**SOURCE EXTRACT**
Texas: Lone Star Premiere

Texas: Lone Star Premiere

East Texas Symphony Orchestra premieres a new piece by Kenji Bunch.

Written By

Benjamin Ivry

Kenji Bunch
Composer Kenji Bunch

On September 17, Double Talk: A Conversation for Marimba, Trumpet, and Orchestra by Kenji Bunch had its world premiere in Tyler, Texas. The 20-minute work was performed by the East Texas Symphony Orchestra led by its Music Director and Conductor Per Brevig, with the soloists Makoto Nakura, an internationally recognized marimbist, and James Sims, principal trumpeter of the East Texas Symphony.

The Portland-born Kenji Bunch, a former Young Concert Artists’ composer-in-residence, has had a flurry of recent commissions and premieres. In 2004, Bunch’s Symphony No. 1, “Lichtenstein Triptych,” was premiered by the Santa Rosa Symphony, earning critical praise for its zesty energy and diverse influences, from Bernard Herrmann—who wrote film scores for Alfred Hitchcock—to Carl Stalling, composer of music for Warner Brothers cartoons.

Double Talk benefited from equally varied influences. During a phone chat a few days before the work’s world premiere, Bunch explained that he was especially influenced by the jazzy irony of Shostakovich’s Piano Concerto No. 1 for piano, trumpet, and strings.

Bunch wrote the new piece expressly for Nakura, the fourth work he has written over the past six years for the virtuoso. “Before meeting [Nakura] I never thought of the [marimba],” Bunch admitted. “But he makes a strong case for it as a solo and orchestral instrument. I love its color and rhythmic vitality. There’s a roundness to the tone and I have a sensibility for that, since I’m a violist. The marimba is the viola of the percussion world, with a mellowness and versatility that can remind you of a gamelan orchestra or the sounds of nature.”

Bunch didn’t find there to be any special challenges in orchestrating a work for marimba and trumpet. He explained that the two instruments “offer a delightful counterpoint” and the trumpet does not drown out the marimba since “the marimba can be really loud—you’d be surprised! The balance is quite nice between the two—the trumpet doesn’t feel he has to play on eggshells.”

**EXTRACTED MATERIAL**
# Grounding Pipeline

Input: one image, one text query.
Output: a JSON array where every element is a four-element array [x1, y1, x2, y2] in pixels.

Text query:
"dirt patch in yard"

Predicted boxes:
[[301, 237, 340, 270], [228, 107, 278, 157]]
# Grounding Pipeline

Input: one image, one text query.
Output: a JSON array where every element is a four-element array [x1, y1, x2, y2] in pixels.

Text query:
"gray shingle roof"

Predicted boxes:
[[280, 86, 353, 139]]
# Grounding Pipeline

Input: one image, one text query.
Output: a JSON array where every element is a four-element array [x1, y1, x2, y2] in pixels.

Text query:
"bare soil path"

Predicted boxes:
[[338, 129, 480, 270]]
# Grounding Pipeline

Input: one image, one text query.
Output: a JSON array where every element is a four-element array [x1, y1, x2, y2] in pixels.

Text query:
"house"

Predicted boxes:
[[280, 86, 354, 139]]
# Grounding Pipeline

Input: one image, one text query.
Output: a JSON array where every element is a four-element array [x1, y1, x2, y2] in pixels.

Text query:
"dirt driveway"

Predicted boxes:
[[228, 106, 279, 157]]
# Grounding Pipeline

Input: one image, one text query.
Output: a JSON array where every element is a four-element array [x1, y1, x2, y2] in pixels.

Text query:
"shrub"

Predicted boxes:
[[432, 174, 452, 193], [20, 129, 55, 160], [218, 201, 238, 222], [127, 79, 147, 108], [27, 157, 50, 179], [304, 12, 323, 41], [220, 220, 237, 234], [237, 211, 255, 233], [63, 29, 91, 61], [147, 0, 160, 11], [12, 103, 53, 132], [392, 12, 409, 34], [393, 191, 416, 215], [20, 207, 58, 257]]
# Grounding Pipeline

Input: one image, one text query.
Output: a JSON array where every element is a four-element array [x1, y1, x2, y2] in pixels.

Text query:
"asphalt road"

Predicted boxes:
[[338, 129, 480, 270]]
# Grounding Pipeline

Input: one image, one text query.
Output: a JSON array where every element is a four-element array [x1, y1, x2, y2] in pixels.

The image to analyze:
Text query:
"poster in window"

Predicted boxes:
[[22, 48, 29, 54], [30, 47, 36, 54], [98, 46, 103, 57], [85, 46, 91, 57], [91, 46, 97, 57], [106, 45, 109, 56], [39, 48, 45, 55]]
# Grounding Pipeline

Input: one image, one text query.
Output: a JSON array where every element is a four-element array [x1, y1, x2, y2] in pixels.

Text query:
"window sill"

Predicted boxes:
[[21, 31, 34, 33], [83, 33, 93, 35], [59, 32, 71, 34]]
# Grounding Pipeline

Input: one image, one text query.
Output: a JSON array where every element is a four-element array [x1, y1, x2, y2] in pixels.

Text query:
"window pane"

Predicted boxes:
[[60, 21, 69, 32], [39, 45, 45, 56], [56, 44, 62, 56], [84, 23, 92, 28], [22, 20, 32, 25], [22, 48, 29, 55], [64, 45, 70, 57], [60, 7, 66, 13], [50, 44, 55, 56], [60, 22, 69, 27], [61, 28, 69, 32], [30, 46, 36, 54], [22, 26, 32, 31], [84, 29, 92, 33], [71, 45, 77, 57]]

**INSTRUCTIONS TO FOLLOW**
In the article on the Kenji Bunch premiere:
(a) Who led the East Texas Symphony Orchestra at the September 17 premiere of Double Talk?
(b) Which orchestra premiered Bunch's Symphony No. 1 in 2004?
(c) What instrument does Bunch play?

**RESULT**
(a) Per Brevig, the orchestra's Music Director and Conductor.
(b) The Santa Rosa Symphony.
(c) The viola.